Task description →
Reproduce every line of the listing below verbatim, without any alteration.

Exercise inputs →

---+---

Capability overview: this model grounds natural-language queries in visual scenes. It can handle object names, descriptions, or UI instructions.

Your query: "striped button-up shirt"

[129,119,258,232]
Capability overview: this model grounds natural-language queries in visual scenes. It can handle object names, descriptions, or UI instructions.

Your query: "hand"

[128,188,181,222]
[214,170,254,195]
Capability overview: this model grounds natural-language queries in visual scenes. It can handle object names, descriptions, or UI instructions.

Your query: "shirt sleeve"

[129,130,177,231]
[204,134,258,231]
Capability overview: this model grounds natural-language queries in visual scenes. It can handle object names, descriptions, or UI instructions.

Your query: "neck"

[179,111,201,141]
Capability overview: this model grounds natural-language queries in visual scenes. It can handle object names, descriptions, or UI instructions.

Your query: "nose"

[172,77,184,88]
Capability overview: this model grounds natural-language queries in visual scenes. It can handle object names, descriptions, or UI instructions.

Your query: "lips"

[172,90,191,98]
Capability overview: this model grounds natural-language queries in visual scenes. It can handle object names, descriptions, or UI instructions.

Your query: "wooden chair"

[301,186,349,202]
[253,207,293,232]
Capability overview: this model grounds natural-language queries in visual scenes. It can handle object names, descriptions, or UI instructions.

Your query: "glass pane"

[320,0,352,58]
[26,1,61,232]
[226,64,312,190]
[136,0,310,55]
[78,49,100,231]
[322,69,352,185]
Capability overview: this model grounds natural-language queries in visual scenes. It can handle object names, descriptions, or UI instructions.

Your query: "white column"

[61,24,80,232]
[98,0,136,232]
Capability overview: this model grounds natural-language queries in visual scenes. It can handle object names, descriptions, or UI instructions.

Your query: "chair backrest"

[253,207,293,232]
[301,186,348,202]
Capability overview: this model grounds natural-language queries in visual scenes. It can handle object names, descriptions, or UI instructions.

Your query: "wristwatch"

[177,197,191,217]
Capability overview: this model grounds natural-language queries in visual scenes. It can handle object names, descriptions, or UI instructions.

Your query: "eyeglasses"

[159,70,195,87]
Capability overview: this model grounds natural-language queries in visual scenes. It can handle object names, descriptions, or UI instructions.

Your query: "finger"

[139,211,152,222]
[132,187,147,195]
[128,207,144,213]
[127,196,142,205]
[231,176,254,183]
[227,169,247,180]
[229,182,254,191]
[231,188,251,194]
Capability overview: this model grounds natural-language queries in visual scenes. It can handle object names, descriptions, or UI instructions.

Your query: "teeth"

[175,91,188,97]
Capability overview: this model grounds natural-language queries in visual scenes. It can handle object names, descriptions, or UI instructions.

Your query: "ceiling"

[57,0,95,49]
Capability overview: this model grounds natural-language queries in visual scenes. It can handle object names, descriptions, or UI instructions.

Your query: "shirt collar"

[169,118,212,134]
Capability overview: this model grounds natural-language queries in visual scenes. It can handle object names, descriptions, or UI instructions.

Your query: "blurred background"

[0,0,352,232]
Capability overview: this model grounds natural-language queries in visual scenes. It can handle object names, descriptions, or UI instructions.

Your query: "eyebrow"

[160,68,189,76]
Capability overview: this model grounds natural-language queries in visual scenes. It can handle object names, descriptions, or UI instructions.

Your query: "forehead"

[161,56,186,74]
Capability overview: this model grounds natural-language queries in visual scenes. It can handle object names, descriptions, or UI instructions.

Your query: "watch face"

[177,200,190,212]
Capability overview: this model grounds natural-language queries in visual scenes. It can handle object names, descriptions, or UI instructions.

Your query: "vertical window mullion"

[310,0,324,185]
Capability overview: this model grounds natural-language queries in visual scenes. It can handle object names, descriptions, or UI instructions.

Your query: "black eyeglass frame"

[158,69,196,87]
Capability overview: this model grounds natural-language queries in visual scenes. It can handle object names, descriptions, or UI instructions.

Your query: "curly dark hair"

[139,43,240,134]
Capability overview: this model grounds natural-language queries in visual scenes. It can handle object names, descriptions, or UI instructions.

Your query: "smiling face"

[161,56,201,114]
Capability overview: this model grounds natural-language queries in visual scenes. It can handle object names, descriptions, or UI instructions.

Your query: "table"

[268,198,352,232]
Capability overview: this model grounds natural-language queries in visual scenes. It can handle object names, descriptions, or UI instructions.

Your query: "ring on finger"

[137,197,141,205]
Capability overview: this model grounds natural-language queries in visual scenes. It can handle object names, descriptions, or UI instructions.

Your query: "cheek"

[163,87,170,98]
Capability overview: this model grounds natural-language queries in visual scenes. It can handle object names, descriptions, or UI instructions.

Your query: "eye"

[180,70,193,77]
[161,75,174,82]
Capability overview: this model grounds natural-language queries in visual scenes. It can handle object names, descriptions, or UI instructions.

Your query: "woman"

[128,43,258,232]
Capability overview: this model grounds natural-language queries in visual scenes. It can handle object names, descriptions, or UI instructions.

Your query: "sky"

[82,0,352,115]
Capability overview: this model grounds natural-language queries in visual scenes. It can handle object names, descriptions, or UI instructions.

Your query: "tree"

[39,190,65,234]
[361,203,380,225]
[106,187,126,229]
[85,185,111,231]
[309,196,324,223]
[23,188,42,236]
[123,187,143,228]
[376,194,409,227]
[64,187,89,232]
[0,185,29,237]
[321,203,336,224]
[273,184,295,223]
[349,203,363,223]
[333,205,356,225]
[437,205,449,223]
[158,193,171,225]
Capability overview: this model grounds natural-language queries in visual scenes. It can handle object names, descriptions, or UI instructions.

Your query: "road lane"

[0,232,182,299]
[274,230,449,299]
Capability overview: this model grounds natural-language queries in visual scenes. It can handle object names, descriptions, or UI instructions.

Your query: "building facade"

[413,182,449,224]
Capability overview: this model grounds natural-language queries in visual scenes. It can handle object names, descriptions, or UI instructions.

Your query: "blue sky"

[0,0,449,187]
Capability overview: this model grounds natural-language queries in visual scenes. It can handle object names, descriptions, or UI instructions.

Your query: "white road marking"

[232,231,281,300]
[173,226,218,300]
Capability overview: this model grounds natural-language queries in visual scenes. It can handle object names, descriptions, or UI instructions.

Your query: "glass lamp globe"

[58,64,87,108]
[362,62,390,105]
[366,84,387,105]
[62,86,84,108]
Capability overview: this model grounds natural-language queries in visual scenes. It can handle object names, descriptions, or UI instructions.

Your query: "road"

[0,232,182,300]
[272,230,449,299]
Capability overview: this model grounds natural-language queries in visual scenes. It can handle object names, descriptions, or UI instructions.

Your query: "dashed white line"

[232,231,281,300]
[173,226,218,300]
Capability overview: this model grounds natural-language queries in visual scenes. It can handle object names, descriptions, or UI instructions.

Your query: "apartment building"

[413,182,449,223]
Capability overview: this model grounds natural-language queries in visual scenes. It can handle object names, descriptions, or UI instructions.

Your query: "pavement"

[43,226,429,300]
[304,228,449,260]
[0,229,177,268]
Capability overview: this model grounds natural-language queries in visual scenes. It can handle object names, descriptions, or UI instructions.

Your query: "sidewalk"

---+---

Response →
Capability overview: this model grounds natural-language queries in visual scenes. It can handle object names, descriptions, or UI instructions.

Your query: "striped button-up shirt"

[129,119,258,232]
Capability overview: this model grounds natural-language queries in visual scenes. It can handle object names, descriptions, or UI instructions.

Your query: "hand"

[128,188,181,222]
[214,170,254,195]
Capability overview: this model grounds natural-language queries in visual scenes. It can handle object names, descriptions, or UI instructions.

Your query: "shirt sleeve"

[129,130,177,231]
[204,134,258,231]
Capability overview: this model grounds natural-language queries in visual scenes. It can handle object names, descriptions, or UI instructions.

Your query: "neck"

[179,111,201,141]
Capability overview: this model grounds natural-language queries in visual scenes. It can handle object names, descriptions, or UI instructions.

Your query: "nose"

[172,77,184,88]
Capability overview: this model grounds natural-language queries in visual scenes. It can handle object names, descriptions, or UI instructions.

Your query: "lips"

[172,90,191,98]
Capability overview: this model grounds natural-language queries in visual scenes. It can handle object names, descriptions, or UI instructions.

Your query: "wooden chair"

[301,186,349,202]
[253,207,293,232]
Capability overview: this model grounds natural-language queries in visual scenes. It can handle object names, descriptions, or UI instructions.

Your query: "glass pane"

[320,0,352,58]
[26,1,61,232]
[226,64,312,190]
[136,0,310,55]
[78,49,100,231]
[322,69,352,185]
Capability overview: this model grounds natural-language queries in visual scenes. It can handle object names, descriptions, or UI instructions.

Your query: "white column"

[61,24,80,232]
[98,0,136,232]
Capability overview: this model grounds natural-language queries in visual scenes. It can handle object names, descriptions, or UI instructions.

Your query: "chair backrest"

[253,207,293,232]
[301,186,348,202]
Capability overview: this model grounds natural-language queries in visual scenes. It can handle object names, descriptions, or UI instructions.

Your query: "wristwatch"

[177,197,191,217]
Capability overview: this model grounds natural-language queries in visual scenes. It can handle object names, descriptions, or UI instructions.

Your query: "eyeglasses"

[159,70,195,87]
Capability overview: this model grounds natural-language queries in visual scenes. It can handle object names, descriptions, or UI instructions.

Your query: "finger"

[139,211,152,222]
[132,187,147,195]
[128,207,144,213]
[127,196,142,205]
[231,176,254,183]
[227,169,247,180]
[229,182,254,191]
[231,188,251,194]
Capability overview: this model grounds natural-language queries in visual scenes. It can handle object names, descriptions, or UI instructions.

Your query: "teeth"

[175,91,188,97]
Capability overview: this model grounds natural-language queries in visual scenes. It can handle object names, descriptions, or UI instructions.

Your query: "ceiling"

[57,0,95,49]
Capability overview: this model grounds natural-language queries in visual scenes. It can handle object names, descriptions, or UI instructions.

Your query: "shirt collar"

[169,118,212,134]
Capability overview: this model grounds natural-language queries in visual scenes. It can handle object names, descriptions, or UI instructions.

Your query: "blurred background"

[0,0,352,232]
Capability overview: this model grounds natural-language queries in visual scenes. It can handle object names, descriptions, or UI instructions.

Your query: "eyebrow"

[160,68,189,76]
Capability overview: this model grounds natural-language queries in visual scenes. It can handle object names, descriptions, or UI instructions.

Your query: "forehead"

[161,56,186,74]
Capability overview: this model grounds natural-language queries in visual scenes. It can handle object names, descriptions, or UI instructions.

Your query: "watch face"

[177,200,190,212]
Capability overview: this model grounds natural-language queries in visual scenes. It can handle object names, descriptions, or UI instructions.

Your query: "vertical window mullion"

[310,0,324,185]
Capability overview: this model grounds natural-language queries in visual scenes. It can handle object names, descriptions, or UI instructions.

Your query: "black eyeglass frame"

[158,69,196,87]
Capability overview: this model grounds natural-language queries in visual scenes. It can handle object names, descriptions, or UI instructions.

Your query: "curly dark hair"

[139,43,240,134]
Capability overview: this model grounds natural-language queries in visual scenes. It can handle object names, descriptions, or UI instructions.

Your query: "smiling face"

[161,56,201,114]
Capability overview: this model grounds natural-language queries in visual scenes. It can handle object names, descriptions, or UI instructions.

Your query: "table"

[268,198,352,232]
Capability overview: this model grounds natural-language queries in visual scenes. It can handle object names, descriptions, or UI instructions.

Your query: "ring on finger"

[137,197,141,205]
Capability overview: this model grounds natural-language queries in visual scenes. It can handle object names, descriptions, or UI instructions.

Your query: "cheek"

[163,87,170,98]
Capability overview: this model grounds natural-language queries in visual scenes. It can handle object names, descriptions, or UI instructions.

Your query: "eye"

[180,70,193,77]
[161,75,174,82]
Capability overview: this model grounds natural-language queries in visual scenes. It can handle object names, descriptions, or UI instructions.

Your query: "woman"

[128,43,258,232]
Capability overview: this model grounds natural-language queries in visual scenes. It can handle object names, descriptions, or UI instructions.

Your query: "sky"

[82,0,352,115]
Capability overview: this model grounds natural-language queries in visual scenes. It can handle object names, descriptions, or UI instructions.

Your query: "tree"

[39,190,65,234]
[361,203,380,225]
[106,187,126,229]
[85,185,111,231]
[309,196,324,223]
[23,188,42,236]
[123,187,143,228]
[376,194,409,227]
[64,187,89,232]
[0,185,29,237]
[321,203,336,224]
[273,184,295,223]
[349,203,363,223]
[333,205,356,225]
[437,205,449,223]
[158,193,171,225]
Capability overview: this model grounds natural-language queries in visual scenes. It can handle object names, descriptions, or UI instructions.

Your query: "road lane"

[0,232,182,299]
[274,230,449,299]
Capability overview: this model grounds natural-language queries in visual scenes. It can handle object names, descriptions, or UI instructions.

Your query: "building facade"

[413,182,449,224]
Capability overview: this model grounds natural-language queries in visual scenes. It can handle object names, descriptions, or UI instructions.

Your query: "blue sky"

[0,0,449,187]
Capability overview: this model grounds natural-language queries in visual scenes. It can handle object names, descriptions, or UI instructions.

Your query: "white road marking"

[232,231,281,300]
[173,226,218,300]
Capability overview: this model grounds natural-language queries in visual scenes. It can handle object names, descriptions, or UI instructions.

Your query: "glass lamp globe"

[58,64,87,108]
[362,62,390,105]
[366,84,387,105]
[62,86,84,108]
Capability overview: this model grounds natural-language queries in visual scenes. It can handle object names, descriptions, or UI instructions.

Your query: "road"

[0,232,182,300]
[272,230,449,299]
Capability overview: this model grounds natural-language queries in visual scenes. It can handle object names, descriptions, or UI instructions.

Your query: "dashed white line"

[232,231,281,300]
[173,226,218,300]
Capability overview: this model grounds natural-language queries in visual scenes. It can handle object names, descriptions, or UI instructions.

Your query: "apartment building"

[413,182,449,223]
Capability overview: this model grounds natural-language queries in visual scenes. It can handle object names, descriptions, or UI instructions.

Your query: "pavement"

[43,226,429,300]
[304,228,449,260]
[0,229,177,268]
Capability overview: this model grounds natural-language queries in visual scenes. It can handle object names, descriptions, or UI instructions.

Your query: "sidewalk"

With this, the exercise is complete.